Updated December 2018
Most of us have snow globes in our homes, they are popular gifts to give especially during the holidays, but they are often found on shelves year round. What most people don’t realize is that snow globes are filled with a toxic chemical called ethylene glycol, which is the main ingredient in antifreeze. Ethylene glycol and anti-freeze are sweet tasting and highly attractive to pets. Unfortunately, it is also extremely toxic and most often deadly when ingested, even in very small amounts.
What To Do If You Think Your Cat Has Ingested Anti-Freeze
If you believe your pet may have ingested ethylene glycol (anti-freeze) in even the tiniest amount, time is of the essence. Get help immediately. According to the pet poison helpline there are three stages seen with ethylene glycol poisoning:
- Stage 1: 30 minutes to 12 hours. Looks similar to alcohol poisoning. Signs include the appearance of walking drunk, drooling/hypersalivating, vomiting, seizuring, and excessive thirst and urination are seen. CATS MUST BE TREATED WITHIN 3 HOURS.
- Stage 2: 12-24 hours after a dog or cat has gotten into antifreeze. Signs of “alcohol” poisoning appear to resolve, however NOTE THAT underlying severe internal damage is still occurring. Signs of drunkenness seem to improve, but signs of an elevated heart rate, increase breathing effort, and dehydration may start to develop. Your pet is not okay – it needs to be treated by a vet.
- Stage 3: In cats, this stage occurs 12-24 hours after getting into antifreeze. In dogs, this stage occurs 36-72 hours after getting into antifreeze. During this stage, severe kidney failure is developing secondary to calcium crystals forming in the kidneys. Severe lethargy, coma, depression, vomiting, seizures, drooling, and inappetance may be seen. (Death also occurs if not treated.)
ABOUT CHARLIE’S STORY
Charlie’s mom, Donna, contacted me because she lost Charlie to snow globe poisoning in 2006 and was absolutely devastated and wanted to ensure that his death was not in vain.
Sweet little Charlie not even a year old.
This is the story of Charlie. Let’s make sure that not one more cat (or dog) dies from ethylene glycol poisoning – be it from a shattered snow globe, or antifreeze from other products like windshield deicing agents, brake fluid, motor oil, developing solutions for hobby photographers, wood stains, solvents, and paints.
Charlie was adopted by Donna in May of 2006 during an All Pet Adopt-A-Thon in Jacksonville, Florida. He was about 4 months old and had a beautiful coat, fabulous eyes and a face you couldn’t resist! Donna knew he was her cat and took him home. Charlie adjusted to his new home, his new brothers and sisters, was always playful and loving – he was a really smart kitty. As time went on, Charlie was turning into a gorgeous cat with a fabulous bushy tail and stunning blue-gray eyes. Little Charlie was Donna’s little boy.

**Listed records:**

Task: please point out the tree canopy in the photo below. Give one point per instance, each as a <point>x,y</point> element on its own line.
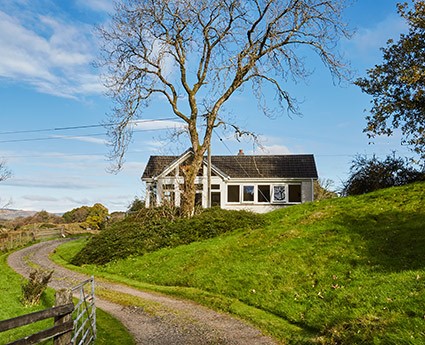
<point>398,84</point>
<point>197,54</point>
<point>370,174</point>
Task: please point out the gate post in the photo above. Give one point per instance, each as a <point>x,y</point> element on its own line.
<point>63,297</point>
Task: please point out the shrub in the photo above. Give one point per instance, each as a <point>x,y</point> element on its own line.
<point>154,228</point>
<point>35,286</point>
<point>368,175</point>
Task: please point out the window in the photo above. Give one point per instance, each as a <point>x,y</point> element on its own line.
<point>248,193</point>
<point>263,194</point>
<point>233,193</point>
<point>198,199</point>
<point>279,193</point>
<point>294,191</point>
<point>168,193</point>
<point>215,199</point>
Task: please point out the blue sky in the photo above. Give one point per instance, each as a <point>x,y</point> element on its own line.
<point>48,86</point>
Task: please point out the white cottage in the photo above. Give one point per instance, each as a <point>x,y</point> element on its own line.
<point>256,183</point>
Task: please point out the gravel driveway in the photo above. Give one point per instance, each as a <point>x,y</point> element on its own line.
<point>179,321</point>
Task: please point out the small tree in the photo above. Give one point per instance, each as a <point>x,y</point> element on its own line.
<point>368,175</point>
<point>5,173</point>
<point>398,85</point>
<point>323,189</point>
<point>197,54</point>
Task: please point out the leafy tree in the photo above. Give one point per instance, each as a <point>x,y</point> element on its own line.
<point>197,54</point>
<point>398,84</point>
<point>136,205</point>
<point>367,175</point>
<point>94,217</point>
<point>77,215</point>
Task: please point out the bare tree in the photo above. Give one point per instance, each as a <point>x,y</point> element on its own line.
<point>197,54</point>
<point>5,173</point>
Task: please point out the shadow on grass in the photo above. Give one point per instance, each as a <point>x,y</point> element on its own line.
<point>395,241</point>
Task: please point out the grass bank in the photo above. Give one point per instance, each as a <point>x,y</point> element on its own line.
<point>347,271</point>
<point>110,330</point>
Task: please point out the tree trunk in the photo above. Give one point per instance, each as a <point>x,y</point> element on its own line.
<point>190,171</point>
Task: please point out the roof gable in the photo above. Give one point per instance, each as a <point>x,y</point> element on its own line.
<point>242,166</point>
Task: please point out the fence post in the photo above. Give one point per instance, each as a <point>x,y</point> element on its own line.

**Work instruction 1:**
List the other products that the snow globe article names, besides snow globes, as sources of antifreeze.
**Work instruction 2:**
Rewrite the snow globe article's passage between "Sweet little Charlie" and "solvents, and paints.", inclusive, replacing "shattered" with "broken".

**Response 1:**
windshield deicing agents, brake fluid, motor oil, developing solutions for hobby photographers, wood stains, solvents, and paints

**Response 2:**
Sweet little Charlie not even a year old.
This is the story of Charlie. Let’s make sure that not one more cat (or dog) dies from ethylene glycol poisoning – be it from a broken snow globe, or antifreeze from other products like windshield deicing agents, brake fluid, motor oil, developing solutions for hobby photographers, wood stains, solvents, and paints.